Job
Locate the line that contains "of the overcast" in the entries below. Retype it and all following lines through the final one, character for character.

◇ ◇ ◇ ◇ ◇ ◇ ◇

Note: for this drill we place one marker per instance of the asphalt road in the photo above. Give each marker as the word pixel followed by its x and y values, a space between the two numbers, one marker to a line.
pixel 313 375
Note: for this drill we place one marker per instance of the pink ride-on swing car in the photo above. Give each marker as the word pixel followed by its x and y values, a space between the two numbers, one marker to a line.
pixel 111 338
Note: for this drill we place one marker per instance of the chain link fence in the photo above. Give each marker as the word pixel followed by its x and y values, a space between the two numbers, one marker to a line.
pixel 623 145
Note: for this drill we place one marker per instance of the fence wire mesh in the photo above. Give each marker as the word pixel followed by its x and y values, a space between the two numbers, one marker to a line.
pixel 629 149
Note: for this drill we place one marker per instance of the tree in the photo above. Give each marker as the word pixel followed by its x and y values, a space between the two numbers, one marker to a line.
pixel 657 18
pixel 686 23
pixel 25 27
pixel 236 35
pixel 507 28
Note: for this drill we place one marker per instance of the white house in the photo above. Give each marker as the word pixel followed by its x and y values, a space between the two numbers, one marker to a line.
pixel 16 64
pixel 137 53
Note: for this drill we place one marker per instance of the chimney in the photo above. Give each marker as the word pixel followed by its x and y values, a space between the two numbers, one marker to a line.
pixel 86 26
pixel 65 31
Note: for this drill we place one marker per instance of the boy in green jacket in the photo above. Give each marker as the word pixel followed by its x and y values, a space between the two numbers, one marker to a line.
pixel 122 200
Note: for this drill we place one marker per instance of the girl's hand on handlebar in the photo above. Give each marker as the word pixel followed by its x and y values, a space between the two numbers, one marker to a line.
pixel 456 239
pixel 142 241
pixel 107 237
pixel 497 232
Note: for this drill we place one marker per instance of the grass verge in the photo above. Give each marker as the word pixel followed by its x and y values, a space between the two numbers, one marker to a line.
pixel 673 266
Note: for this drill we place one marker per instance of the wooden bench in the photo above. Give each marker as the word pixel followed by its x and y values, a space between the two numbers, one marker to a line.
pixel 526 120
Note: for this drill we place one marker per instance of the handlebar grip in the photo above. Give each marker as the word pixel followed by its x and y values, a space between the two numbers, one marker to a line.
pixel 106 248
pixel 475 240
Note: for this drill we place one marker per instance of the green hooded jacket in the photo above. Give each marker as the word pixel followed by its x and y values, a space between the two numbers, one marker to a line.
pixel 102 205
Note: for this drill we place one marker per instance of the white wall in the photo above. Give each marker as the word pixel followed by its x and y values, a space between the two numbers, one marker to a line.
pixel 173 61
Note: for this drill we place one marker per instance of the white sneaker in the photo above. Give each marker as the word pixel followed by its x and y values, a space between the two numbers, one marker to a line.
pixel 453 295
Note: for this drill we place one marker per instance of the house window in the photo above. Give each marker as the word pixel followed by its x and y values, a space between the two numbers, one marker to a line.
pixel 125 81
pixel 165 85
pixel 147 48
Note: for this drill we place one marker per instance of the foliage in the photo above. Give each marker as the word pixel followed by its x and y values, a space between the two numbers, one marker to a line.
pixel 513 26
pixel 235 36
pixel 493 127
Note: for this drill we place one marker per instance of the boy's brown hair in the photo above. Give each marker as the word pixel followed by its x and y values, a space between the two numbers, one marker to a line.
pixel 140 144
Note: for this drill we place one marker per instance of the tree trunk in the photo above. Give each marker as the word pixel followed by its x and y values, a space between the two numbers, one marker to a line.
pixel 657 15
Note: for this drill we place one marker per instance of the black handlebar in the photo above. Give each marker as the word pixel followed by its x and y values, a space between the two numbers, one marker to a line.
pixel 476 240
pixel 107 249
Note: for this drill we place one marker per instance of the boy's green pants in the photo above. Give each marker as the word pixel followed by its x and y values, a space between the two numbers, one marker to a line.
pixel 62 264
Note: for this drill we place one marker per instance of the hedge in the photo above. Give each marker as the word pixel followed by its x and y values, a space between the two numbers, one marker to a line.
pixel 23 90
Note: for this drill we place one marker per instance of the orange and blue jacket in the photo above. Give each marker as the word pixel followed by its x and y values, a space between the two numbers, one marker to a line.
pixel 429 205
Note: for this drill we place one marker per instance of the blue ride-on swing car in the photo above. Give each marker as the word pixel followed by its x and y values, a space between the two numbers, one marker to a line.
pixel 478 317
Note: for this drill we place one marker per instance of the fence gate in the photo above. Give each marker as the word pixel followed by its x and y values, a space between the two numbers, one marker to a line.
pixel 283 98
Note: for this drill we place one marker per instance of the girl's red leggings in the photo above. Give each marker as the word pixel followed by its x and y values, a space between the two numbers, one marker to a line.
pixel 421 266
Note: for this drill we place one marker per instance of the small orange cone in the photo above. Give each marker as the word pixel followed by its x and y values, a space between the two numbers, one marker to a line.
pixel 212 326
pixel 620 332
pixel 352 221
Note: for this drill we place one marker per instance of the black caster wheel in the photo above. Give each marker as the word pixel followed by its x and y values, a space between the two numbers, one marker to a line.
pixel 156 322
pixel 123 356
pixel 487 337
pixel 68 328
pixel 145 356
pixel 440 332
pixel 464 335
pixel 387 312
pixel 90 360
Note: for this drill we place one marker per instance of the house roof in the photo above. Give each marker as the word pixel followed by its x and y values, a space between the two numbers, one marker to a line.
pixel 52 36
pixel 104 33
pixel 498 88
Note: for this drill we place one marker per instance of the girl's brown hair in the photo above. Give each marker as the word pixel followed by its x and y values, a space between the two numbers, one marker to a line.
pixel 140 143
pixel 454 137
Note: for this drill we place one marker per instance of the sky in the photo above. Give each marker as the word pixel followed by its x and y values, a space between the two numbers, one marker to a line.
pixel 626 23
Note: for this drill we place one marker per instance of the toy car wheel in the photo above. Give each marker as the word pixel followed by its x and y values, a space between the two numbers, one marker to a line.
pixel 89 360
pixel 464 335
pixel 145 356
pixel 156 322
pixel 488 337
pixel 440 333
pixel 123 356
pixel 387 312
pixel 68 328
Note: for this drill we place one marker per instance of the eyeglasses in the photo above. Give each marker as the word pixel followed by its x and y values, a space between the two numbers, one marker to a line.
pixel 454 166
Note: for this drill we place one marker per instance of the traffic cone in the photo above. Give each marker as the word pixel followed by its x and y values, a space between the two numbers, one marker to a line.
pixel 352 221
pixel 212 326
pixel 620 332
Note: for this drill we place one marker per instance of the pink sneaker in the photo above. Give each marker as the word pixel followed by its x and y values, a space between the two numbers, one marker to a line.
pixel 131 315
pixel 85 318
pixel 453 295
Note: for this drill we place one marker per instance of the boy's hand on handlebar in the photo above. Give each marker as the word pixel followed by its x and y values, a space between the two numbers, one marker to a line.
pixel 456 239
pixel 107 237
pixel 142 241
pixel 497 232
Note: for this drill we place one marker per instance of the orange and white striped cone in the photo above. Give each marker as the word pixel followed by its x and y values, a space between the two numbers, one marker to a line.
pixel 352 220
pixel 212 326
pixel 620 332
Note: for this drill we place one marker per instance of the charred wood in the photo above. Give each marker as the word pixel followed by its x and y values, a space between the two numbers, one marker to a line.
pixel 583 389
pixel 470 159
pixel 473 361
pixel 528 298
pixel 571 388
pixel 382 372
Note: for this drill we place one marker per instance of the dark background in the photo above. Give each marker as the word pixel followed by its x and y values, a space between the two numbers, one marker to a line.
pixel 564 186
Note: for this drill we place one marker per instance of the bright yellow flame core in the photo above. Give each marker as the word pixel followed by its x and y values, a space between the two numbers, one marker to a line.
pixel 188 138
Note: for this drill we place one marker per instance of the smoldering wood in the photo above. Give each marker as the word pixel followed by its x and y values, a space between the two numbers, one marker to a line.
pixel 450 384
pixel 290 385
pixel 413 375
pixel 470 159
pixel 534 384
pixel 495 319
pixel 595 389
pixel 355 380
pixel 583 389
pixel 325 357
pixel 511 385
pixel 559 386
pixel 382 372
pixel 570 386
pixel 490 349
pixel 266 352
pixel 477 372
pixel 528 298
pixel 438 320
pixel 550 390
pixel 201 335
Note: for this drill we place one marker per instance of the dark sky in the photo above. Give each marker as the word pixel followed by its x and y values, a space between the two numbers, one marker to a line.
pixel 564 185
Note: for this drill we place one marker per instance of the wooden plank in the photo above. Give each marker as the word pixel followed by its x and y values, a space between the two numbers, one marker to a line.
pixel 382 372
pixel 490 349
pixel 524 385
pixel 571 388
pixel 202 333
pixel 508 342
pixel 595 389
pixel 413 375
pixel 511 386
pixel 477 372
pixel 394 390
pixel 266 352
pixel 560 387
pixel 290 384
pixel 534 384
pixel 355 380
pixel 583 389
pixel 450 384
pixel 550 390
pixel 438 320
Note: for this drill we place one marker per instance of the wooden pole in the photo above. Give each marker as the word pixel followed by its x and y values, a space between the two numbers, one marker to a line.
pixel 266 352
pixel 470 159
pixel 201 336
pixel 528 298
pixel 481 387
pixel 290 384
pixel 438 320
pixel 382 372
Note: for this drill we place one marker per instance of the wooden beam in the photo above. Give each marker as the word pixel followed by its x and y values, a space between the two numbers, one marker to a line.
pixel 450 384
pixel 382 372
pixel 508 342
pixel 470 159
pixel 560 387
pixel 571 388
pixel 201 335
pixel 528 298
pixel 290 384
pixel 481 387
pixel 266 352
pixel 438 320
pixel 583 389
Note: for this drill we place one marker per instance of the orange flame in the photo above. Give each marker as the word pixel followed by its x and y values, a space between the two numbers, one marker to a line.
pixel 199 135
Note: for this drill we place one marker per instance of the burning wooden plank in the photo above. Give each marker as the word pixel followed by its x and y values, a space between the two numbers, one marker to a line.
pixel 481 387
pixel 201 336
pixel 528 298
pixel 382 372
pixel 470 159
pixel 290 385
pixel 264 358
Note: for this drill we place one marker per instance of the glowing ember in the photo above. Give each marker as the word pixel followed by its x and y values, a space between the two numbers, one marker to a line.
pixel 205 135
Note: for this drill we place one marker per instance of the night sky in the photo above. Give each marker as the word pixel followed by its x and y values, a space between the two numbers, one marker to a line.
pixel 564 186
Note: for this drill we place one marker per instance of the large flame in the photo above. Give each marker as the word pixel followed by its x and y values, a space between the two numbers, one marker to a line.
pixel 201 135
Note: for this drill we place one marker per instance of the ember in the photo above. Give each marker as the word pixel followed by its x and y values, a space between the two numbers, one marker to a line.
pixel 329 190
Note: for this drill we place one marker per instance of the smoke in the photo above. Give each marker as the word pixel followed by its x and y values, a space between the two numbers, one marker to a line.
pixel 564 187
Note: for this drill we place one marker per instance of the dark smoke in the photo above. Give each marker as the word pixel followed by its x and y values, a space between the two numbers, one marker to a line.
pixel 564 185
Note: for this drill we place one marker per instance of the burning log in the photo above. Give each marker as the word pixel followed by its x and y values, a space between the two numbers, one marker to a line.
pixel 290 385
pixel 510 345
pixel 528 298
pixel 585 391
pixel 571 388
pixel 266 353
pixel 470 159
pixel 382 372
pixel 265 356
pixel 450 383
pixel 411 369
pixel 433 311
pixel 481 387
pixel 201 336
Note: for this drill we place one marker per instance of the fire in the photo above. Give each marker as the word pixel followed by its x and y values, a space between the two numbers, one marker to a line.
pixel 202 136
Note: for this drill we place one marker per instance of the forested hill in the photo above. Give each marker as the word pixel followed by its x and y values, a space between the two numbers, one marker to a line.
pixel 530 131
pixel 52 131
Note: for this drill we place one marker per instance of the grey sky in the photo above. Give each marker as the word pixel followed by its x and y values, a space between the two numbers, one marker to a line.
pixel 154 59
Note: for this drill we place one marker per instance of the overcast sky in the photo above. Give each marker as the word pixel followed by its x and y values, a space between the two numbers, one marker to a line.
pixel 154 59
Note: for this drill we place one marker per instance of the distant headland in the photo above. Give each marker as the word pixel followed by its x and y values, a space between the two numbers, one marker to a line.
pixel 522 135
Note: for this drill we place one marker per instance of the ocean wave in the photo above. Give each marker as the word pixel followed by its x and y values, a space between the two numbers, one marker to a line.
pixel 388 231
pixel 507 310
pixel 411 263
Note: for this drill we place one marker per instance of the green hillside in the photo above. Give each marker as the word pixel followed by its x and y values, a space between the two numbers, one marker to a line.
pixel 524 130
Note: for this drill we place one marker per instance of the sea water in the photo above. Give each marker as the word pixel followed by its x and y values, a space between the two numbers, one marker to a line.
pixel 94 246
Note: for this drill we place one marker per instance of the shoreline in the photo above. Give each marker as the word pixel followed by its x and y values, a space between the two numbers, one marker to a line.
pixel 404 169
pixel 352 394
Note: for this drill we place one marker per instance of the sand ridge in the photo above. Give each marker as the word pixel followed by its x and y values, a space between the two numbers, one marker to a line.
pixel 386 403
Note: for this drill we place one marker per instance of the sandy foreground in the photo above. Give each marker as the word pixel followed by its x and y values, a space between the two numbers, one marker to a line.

◇ ◇ ◇ ◇ ◇ ◇ ◇

Response to this exercise
Note: for this drill we place one marker per instance of the overcast sky in the photo above. Give each marker as the word pixel followed by its x and y values, a space between the two numbers, one marker to a line.
pixel 154 59
Note: for this drill we place one marker per instance of the distant headland in the photo above. Give each marker as the word pixel followed by its x and y values, a space between the two numbers, one marker to a line.
pixel 522 135
Note: for this drill we place one marker per instance of the ocean wave in the photo above. Give each marker as the word pixel followed by its x and y values, a space between the two numbers, one marker to a line.
pixel 388 231
pixel 507 310
pixel 411 263
Note: for this drill we place one marker per instance of the green hillside in the photo above. Give each marker as the word pixel followed by its x and y values, a space between the two numbers, one marker to a line.
pixel 524 130
Note: for this drill we place one marker per instance of the sea water in the photo above. Give each marker as the word pixel followed by its x and y values, a space between the two numbers, one marker to a line.
pixel 94 246
Note: for this drill we place one marker per instance of the shoreline in the photo above. Give each marker as the word pixel followed by its x and y values, a space between the two numbers, one marker to a line.
pixel 404 169
pixel 352 394
Note: for this drill we place one marker per instance of the sand ridge in the photo above. Give each marker as the word pixel followed by its x and y values, a space between the two numbers, one marker to a line.
pixel 386 403
Note: for this drill we place one marker per instance of the sandy foreground in the photo above. Give each marker as the word pixel followed by its x and y values, a space between the two numbers, one marker to a line.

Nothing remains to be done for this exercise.